» PAGE EXTRACT

Starting April 29, 2025, Gemini 1.5 Pro and Gemini 1.5 Flash models are not available in projects that have no prior usage of these models, including new projects. For details, see Model versions and lifecycle.

Tutorial: Perform evaluation using the Vertex Gen AI SDK

This page shows you how to evaluate your generative AI models and applications across a range of use cases using the Vertex Gen AI Eval SDK for Python.

The Vertex Gen AI Eval SDK for Gen AI evaluation service lets you measure the performance of prompts, foundation models, and complex AI agents against the most relevant criteria. You can evaluate any number of candidates at once to fine-tune prompts, select the best model, or iterate on complex agents.

You can do the following with the Vertex Gen AI SDK:

Compare multiple models or configurations side-by-side in a single run, using win-rate calculations to guide your decisions.

» SUPPLIED INFORMATION

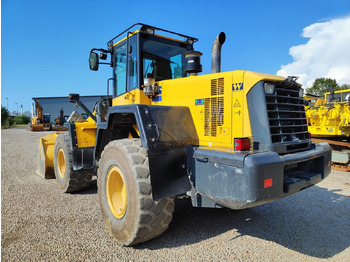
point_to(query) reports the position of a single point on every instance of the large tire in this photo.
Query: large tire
(124, 189)
(68, 179)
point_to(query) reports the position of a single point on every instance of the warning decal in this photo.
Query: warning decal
(236, 104)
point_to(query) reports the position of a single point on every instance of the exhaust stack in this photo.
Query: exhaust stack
(216, 53)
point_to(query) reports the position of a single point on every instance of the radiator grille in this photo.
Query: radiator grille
(214, 108)
(286, 115)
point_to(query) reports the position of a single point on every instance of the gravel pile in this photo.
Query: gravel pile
(39, 223)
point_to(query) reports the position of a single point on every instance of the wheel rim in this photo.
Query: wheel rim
(116, 192)
(61, 162)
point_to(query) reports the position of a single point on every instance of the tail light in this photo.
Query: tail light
(242, 144)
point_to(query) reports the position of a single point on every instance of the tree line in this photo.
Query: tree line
(8, 121)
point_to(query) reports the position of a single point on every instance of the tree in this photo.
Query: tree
(323, 85)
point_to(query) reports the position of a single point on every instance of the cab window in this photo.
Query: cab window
(125, 80)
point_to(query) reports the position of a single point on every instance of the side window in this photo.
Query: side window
(124, 78)
(120, 69)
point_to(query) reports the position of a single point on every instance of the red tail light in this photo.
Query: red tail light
(242, 144)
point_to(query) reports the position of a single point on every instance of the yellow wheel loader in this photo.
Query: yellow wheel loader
(40, 122)
(329, 121)
(233, 139)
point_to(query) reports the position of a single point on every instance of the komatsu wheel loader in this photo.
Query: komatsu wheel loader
(329, 121)
(233, 139)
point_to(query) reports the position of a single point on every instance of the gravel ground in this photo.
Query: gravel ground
(39, 223)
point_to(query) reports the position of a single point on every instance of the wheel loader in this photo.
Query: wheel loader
(233, 139)
(329, 121)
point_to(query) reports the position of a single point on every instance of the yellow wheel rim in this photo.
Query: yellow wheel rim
(61, 162)
(116, 192)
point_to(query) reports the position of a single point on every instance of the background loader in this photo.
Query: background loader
(41, 121)
(329, 121)
(233, 139)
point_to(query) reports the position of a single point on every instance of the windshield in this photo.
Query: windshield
(163, 60)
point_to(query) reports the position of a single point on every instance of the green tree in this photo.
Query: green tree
(4, 115)
(20, 120)
(323, 85)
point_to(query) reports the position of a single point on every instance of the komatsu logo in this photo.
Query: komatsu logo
(237, 86)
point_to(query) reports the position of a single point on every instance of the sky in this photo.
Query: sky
(45, 44)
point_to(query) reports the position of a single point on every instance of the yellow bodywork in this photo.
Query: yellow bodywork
(217, 103)
(86, 133)
(327, 118)
(46, 155)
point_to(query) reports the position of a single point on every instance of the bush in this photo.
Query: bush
(4, 115)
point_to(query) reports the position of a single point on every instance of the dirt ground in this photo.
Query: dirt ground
(39, 223)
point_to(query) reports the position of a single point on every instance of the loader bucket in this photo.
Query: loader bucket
(37, 127)
(46, 155)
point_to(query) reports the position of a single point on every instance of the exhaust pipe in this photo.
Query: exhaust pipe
(216, 53)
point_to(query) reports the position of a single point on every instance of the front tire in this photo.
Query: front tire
(68, 180)
(125, 193)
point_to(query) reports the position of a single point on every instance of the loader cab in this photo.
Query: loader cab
(143, 54)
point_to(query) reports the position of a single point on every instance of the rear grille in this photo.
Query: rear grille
(286, 115)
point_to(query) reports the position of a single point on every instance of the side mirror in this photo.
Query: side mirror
(93, 61)
(74, 98)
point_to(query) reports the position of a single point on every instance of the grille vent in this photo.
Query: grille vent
(214, 108)
(217, 87)
(287, 115)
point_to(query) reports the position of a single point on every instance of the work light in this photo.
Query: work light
(269, 88)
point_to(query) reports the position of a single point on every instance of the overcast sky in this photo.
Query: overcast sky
(45, 44)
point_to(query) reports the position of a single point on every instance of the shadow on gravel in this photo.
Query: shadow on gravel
(92, 189)
(314, 222)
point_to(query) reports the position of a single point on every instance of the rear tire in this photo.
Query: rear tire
(125, 193)
(68, 179)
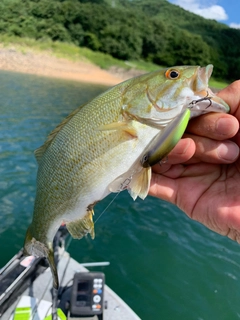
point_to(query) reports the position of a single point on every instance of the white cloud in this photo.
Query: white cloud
(235, 25)
(207, 11)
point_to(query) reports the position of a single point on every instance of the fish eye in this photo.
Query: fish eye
(172, 74)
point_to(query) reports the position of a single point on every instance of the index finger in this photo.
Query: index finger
(216, 126)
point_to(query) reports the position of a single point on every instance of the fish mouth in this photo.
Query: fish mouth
(205, 98)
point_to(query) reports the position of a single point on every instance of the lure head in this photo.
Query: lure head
(165, 93)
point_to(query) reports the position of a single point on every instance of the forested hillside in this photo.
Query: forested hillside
(153, 30)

» PROBLEM SET
1) According to the Vertex Gen AI SDK tutorial page, what kinds of things can you measure the performance of? List each one.
2) Reproduce the part of the Vertex Gen AI SDK tutorial page starting with "Starting April 29, 2025, Gemini" and going on through "on complex agents.".
The listing comes from a different source than the page above it.

» LIST OF ANSWERS
1)
- Prompts
- Foundation models
- Complex AI agents

2)
Starting April 29, 2025, Gemini 1.5 Pro and Gemini 1.5 Flash models are not available in projects that have no prior usage of these models, including new projects. For details, see Model versions and lifecycle.

Tutorial: Perform evaluation using the Vertex Gen AI SDK

This page shows you how to evaluate your generative AI models and applications across a range of use cases using the Vertex Gen AI Eval SDK for Python.

The Vertex Gen AI Eval SDK for Gen AI evaluation service lets you measure the performance of prompts, foundation models, and complex AI agents against the most relevant criteria. You can evaluate any number of candidates at once to fine-tune prompts, select the best model, or iterate on complex agents.